EXTRAIT:
La promotion du livre du
chercheur et journaliste, Amr Al-Shobaki, spécialiste des
mouvements islamistes et de l’islam politique au Centre des
Etudes Politiques et Stratégiques (CEPS) d’Al-Ahram, est
assurée par l’écrivain ce soir à la librairie Diwan à
Zamalek à 19h. Le livre, qui est écrit en français, puisque
l’auteur est également professeur à la Sorbonne Paris I,
grâce à la thèse représentée dans ce livre, qui est intitulé
Les Frères musulmans, des origines à nos jours, est édité
chez Karthala. L’auteur publie sa thèse soutenue en 2000,
accompagnée par toutes les mises à jour et les analyses qui
couvrent une période plus récente, notamment les succès du
mouvement des Frères musulmans en dépit des contraintes du
gouvernement égyptien et la dissolution officielle du
mouvement à devenir la force d’opposition numéro un sous les
toits du Parlement égyptien. Aujourd’hui, cette question sur
le sort et le destin de ce groupe influe au sein des
mouvances islamiques et est toujours d’actualité, d’autant
plus avec l’élection d’un nouveau guide suprême pour ce
groupe officiellement interdit, puisqu’il relie la
citoyenneté à la question d’appartenance religieuse, comme
il s’appuie sur la religion comme base de l’action politique,
question qui reste ligne rouge et inacceptable par la
majorité du peuple égyptien. Pour approfondir la réflexion
sur la question, Amr Al-Shobaki propose de partager sa thèse,
ses idées et son expérience.

EXERCICES À FAIRE:
1/ D'après l'extrait sur le livre d'Amr Al-Shobaki, en quelle année l'auteur a-t-il soutenu la thèse publiée dans cet ouvrage ?
2/ Prolongez l'extrait sur le livre d'Amr Al-Shobaki à partir de sa dernière phrase.

[Données enregistrées]
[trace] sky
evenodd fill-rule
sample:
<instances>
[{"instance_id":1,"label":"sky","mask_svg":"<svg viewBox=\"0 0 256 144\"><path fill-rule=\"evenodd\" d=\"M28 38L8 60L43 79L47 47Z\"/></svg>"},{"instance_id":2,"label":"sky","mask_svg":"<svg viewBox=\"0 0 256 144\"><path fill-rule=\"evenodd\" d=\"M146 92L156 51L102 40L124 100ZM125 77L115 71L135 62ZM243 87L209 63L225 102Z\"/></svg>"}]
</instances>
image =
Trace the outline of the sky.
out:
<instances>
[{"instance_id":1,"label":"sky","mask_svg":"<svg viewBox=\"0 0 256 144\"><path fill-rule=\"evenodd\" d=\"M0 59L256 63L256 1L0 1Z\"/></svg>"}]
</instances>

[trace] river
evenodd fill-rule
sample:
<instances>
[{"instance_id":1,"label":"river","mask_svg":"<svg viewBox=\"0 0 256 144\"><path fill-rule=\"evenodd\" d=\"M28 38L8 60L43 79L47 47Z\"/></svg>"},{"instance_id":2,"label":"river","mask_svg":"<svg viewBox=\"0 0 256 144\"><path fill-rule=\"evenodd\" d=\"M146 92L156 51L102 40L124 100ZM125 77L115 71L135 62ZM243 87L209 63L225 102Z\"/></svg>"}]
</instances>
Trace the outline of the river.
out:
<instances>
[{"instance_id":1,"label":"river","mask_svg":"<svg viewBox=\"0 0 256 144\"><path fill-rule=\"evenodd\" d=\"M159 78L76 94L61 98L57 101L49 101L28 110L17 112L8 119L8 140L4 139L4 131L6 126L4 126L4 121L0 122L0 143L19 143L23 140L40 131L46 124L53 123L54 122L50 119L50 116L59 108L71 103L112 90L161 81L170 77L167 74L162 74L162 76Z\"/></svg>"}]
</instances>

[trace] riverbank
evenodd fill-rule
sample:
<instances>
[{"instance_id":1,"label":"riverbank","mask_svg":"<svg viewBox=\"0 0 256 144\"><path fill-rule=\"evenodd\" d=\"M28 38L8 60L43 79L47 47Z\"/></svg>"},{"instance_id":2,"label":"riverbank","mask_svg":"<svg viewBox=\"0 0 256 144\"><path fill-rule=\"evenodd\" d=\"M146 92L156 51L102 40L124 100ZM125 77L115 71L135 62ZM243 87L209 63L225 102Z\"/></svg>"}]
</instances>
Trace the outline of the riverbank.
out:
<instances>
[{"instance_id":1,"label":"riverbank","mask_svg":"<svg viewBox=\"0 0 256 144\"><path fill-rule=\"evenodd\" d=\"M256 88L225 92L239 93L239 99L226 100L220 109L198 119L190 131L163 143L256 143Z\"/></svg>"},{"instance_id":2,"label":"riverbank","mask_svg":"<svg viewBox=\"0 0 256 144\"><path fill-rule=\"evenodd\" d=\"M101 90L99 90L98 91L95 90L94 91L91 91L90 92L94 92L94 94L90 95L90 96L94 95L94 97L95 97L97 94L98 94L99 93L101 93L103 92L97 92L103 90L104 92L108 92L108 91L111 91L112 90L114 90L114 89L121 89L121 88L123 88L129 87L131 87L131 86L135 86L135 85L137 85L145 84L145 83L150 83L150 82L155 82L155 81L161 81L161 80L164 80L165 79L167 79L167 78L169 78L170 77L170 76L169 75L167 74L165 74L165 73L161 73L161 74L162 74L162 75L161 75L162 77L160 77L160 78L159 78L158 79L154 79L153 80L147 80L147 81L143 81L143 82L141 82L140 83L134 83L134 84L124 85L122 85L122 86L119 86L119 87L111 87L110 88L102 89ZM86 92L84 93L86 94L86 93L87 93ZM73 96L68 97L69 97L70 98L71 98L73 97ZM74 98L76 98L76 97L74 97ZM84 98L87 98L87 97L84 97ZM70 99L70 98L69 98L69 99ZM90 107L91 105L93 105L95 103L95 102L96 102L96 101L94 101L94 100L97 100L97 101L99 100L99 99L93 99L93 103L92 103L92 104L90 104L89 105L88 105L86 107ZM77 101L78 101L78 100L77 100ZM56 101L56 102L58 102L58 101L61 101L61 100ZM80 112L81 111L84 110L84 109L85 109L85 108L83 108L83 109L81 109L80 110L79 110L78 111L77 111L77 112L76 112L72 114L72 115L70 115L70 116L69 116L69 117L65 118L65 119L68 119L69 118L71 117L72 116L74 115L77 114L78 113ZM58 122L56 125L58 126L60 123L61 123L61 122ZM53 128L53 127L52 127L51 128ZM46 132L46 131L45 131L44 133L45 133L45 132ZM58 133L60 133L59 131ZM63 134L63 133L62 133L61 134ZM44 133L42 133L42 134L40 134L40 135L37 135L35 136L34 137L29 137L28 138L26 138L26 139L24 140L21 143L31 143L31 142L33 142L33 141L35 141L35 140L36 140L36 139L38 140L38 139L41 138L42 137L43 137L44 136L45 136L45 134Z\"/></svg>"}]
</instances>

CORRIGÉ DES EXERCICES:
1/ En 2000.

2/
Amr Zoheiri
Une édition nostalgique
Avec 800 éditeurs et 31
pays participants, le Salon du livre du Caire, qui est à sa
42e édition, ouvrira ses portes demain, puis au grand public
du 29 janvier au 13 février. Une croissance du nombre des
pays étrangers, dit-on à la conférence de presse qui précède
l’inauguration, avec 3 pays participants pour la 1re fois :
la Pologne, le Danemark et le Kazakhstan. La nostalgie, mais
aussi la curiosité, sont les mots-clés de cette 42e édition
qui reçoit comme invitée d’honneur la Russie. Ce pays lié
d’amitié historique avec l’Egypte et dont le 50e
anniversaire du Haut-Barrage en est la preuve. Car si on
passe en revue les précédents hôtes d’honneur, on remarquera
que les Emirats arabes unis se sont imposés par leur
présence économique pesante, l’Italie, par son image
européenne diversifiée et culturelle.
L’Allemagne, c’est le
modèle, la perfection comme l’est le Salon du livre de
Francfort dans les yeux des éditeurs arabes en
général. La Russie, quant à elle, c’est la nostalgie du bon
vieux temps révolu de l’ex-Union soviétique. Aux débuts du
Salon du livre du Caire en 1969, le pavillon russe était La
Mecque du grand public qui allait à la recherche non
seulement de ce modèle socialiste qui nous a tant inspirés,
mais surtout de la plupart des œuvres de la grande
littérature traduite en arabe, les livres attrayants pour
enfants à des prix exemplaires puisque subventionnés par
l’Union. Ces fortes liaisons dépassent l’espace du Salon du
livre du Caire et remontent à des générations d’écrivains et
intellectuels égyptiens qui ont grandi sur le modèle russe,
qui ont lu Tchekhov ou Dostoïevski, comme ils ont lu Tawfiq
Al-Hakim ou Taha Hussein et Yéhia Haqqi. Et qui n’ont pas
loupé les grands ballets classiques montés par des
compagnies soviétiques, ou les soirées poético-musicales
animées au Centre culturel russe.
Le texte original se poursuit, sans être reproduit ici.